* 给定原文 *
- - -

模拟CSDN请求,做一点事

 需求:无聊,就是玩玩。偷笑

 功能:指定博客地址,随机访问某一篇博文,增加该博文访问量。

 实现:1、通过Httpclient实现模拟访问操作。

              2、指定博客列表URL,通过HTMLParse爬虫框架分析HTML节点,获取所有博文URL,随机模拟操作。

              3、使用线程Thread Sleep设置定时访问博文URL。

              4、使用Java Service Wrapper打包成Windows服务,每天自动启动并自动运行程序(可选)。

准备工作:

需要准备以下LIB:可根据情况删剪LIB。

 详细代码:

package org.csdn.service;

import java.io.IOException;
import java.util.Random;

import org.apache.http.HttpResponse;
import org.apache.http.client.ClientProtocolException;
import org.apache.http.client.CookieStore;
import org.apache.http.client.HttpClient;
import org.apache.http.client.methods.HttpGet;
import org.apache.http.client.params.ClientPNames;
import org.apache.http.client.protocol.ClientContext;
import org.apache.http.impl.client.BasicCookieStore;
import org.apache.http.impl.client.DefaultHttpClient;
import org.apache.http.impl.conn.tsccm.ThreadSafeClientConnManager;
import org.apache.http.params.BasicHttpParams;
import org.apache.http.protocol.BasicHttpContext;
import org.apache.http.protocol.HttpContext;
import org.apache.http.util.EntityUtils;
import org.htmlparser.Parser;
import org.htmlparser.filters.AndFilter;
import org.htmlparser.filters.HasAttributeFilter;
import org.htmlparser.filters.TagNameFilter;
import org.htmlparser.tags.LinkTag;
import org.htmlparser.tags.Span;
import org.htmlparser.util.NodeList;
import org.htmlparser.util.ParserException;

public class RefreshCSDN extends Thread{

	private CookieStore cookieStore = new BasicCookieStore();
	private String blogURL = "";
	// 所有博客URL数组。
	private static String [] links = null;
	// 博客访问次数。
	private int c = 1;

	public RefreshCSDN(String blogURL) throws Exception {
		this.blogURL = blogURL;
		this.getCSDNBlogList();
	}

	public void run(){
		while(true){
			try {
				// 从博客列表中随机取出一篇博文。

- - -

* 练习任务 *
1/ 把原文中从含有“功能:指定博客地址,随机访问某一篇博文,增加该博文访问量。”的词句开始、到“4、使用Java Service Wrapper打包成Windows服务,每天自动启动并自动运行程序(可选)。”结束的部分重写一遍,并将其中的“博文”一律换成“文章”。
2/ 按原文所说,程序用什么打包成Windows服务?
这些条目是另外的材料,与原文分开。

- - -

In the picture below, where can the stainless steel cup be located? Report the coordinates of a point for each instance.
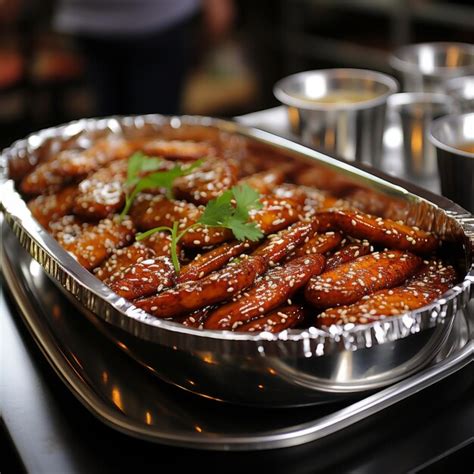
(426, 67)
(340, 111)
(461, 89)
(414, 112)
(456, 167)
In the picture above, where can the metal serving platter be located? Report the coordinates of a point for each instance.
(296, 367)
(131, 400)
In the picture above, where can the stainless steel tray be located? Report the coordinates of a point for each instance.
(296, 367)
(128, 398)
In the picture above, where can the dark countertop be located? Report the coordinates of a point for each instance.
(53, 433)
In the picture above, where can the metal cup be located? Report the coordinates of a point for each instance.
(461, 89)
(456, 166)
(340, 111)
(415, 111)
(426, 67)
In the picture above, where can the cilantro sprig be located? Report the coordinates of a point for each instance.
(140, 163)
(230, 210)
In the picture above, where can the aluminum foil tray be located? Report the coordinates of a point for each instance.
(295, 367)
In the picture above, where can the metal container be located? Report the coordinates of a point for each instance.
(294, 367)
(415, 111)
(461, 89)
(456, 166)
(339, 111)
(425, 67)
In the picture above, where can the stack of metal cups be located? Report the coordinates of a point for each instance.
(434, 115)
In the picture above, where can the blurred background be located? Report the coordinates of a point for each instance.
(220, 57)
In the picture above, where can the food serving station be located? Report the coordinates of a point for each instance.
(117, 391)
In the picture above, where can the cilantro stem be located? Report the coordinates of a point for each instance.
(174, 245)
(175, 238)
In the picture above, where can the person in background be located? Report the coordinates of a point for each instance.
(137, 52)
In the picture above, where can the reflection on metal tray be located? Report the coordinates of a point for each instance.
(295, 367)
(130, 399)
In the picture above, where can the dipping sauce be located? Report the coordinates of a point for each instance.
(467, 147)
(342, 97)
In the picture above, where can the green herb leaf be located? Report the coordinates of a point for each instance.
(139, 163)
(246, 199)
(244, 230)
(221, 213)
(165, 179)
(217, 210)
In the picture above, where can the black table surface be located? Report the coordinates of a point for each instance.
(46, 430)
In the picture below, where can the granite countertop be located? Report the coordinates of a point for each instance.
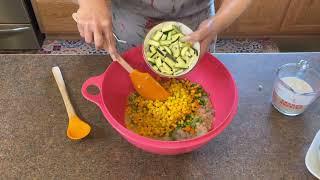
(260, 143)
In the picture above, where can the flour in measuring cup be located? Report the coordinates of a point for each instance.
(289, 102)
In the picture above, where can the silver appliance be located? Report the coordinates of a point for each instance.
(18, 26)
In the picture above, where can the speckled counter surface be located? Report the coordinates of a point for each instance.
(260, 143)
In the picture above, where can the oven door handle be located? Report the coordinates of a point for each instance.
(14, 30)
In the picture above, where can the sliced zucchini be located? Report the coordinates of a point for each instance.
(166, 67)
(184, 50)
(163, 37)
(151, 60)
(153, 49)
(165, 43)
(178, 72)
(153, 43)
(167, 28)
(175, 50)
(176, 37)
(169, 61)
(151, 54)
(169, 36)
(158, 62)
(155, 67)
(168, 50)
(161, 51)
(157, 36)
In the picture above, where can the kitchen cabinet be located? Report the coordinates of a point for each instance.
(54, 16)
(302, 16)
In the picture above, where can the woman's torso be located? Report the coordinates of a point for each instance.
(165, 8)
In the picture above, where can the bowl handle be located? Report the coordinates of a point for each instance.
(93, 81)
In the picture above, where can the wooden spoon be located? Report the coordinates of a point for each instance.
(143, 83)
(77, 129)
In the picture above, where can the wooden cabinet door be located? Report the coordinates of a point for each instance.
(263, 17)
(303, 16)
(54, 16)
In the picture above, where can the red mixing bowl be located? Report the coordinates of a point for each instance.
(115, 86)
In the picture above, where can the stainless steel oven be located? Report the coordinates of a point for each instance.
(18, 26)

- - -

* 参考答案 *
1/
功能:指定博客地址,随机访问某一篇文章,增加该文章访问量。

 实现:1、通过Httpclient实现模拟访问操作。

              2、指定博客列表URL,通过HTMLParse爬虫框架分析HTML节点,获取所有文章URL,随机模拟操作。

              3、使用线程Thread Sleep设置定时访问文章URL。

              4、使用Java Service Wrapper打包成Windows服务,每天自动启动并自动运行程序(可选)。

2/ Java Service Wrapper。